PROVIDED TEXT =
Events & Tickets

Orchestra Concert
WEBCAST: A RETURN TO BACH'S COFFEEHOUSE
New World Center
Long before Starbucks appeared on every corner there was Leipzig’s Café Zimmermann, where the original jam sessions were taking place regularly by musical mastermind J.S. Bach and his student orchestra. With libations flowing, Bach would take the stage to perform his own works, as well as those by his admired friends Vivaldi and Telemann. Recreate the magic with two of Bach’s renowned Brandenburg Concertos, Telemann’s whimsical “chirping” symphony and a brilliant concerto by Vivaldi. Grab a cup of joe with friends as the Artistic Director of Cleveland’s famed Apollo’s Fire, Baroque authority Jeannette Sorrell, sets the scene with intoxicating zest and hypnotic precision.
Program
Georg Philipp Telemann
(1681-1767)
Approx. Duration: 10 minutes
Grillen-Symphonie, TWV 50:1
(c. 1765)
Rather lively
Toying
Presto
Antonio Vivaldi
(1678-1741)
Approx. Duration: 7 minutes
Concerto in A minor for Two Violins and Orchestra, R. 522
(before 1711)

DATA SHOWN =
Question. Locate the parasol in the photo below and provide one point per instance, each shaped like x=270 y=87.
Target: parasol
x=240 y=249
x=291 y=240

OBJECTIVE =
Copy out the text of the concert page word for word, between "Orchestra Concert" and "(1681-1767)", inclusive.

TASK SOLUTION =
Orchestra Concert
WEBCAST: A RETURN TO BACH'S COFFEEHOUSE
New World Center
Long before Starbucks appeared on every corner there was Leipzig’s Café Zimmermann, where the original jam sessions were taking place regularly by musical mastermind J.S. Bach and his student orchestra. With libations flowing, Bach would take the stage to perform his own works, as well as those by his admired friends Vivaldi and Telemann. Recreate the magic with two of Bach’s renowned Brandenburg Concertos, Telemann’s whimsical “chirping” symphony and a brilliant concerto by Vivaldi. Grab a cup of joe with friends as the Artistic Director of Cleveland’s famed Apollo’s Fire, Baroque authority Jeannette Sorrell, sets the scene with intoxicating zest and hypnotic precision.
Program
Georg Philipp Telemann
(1681-1767)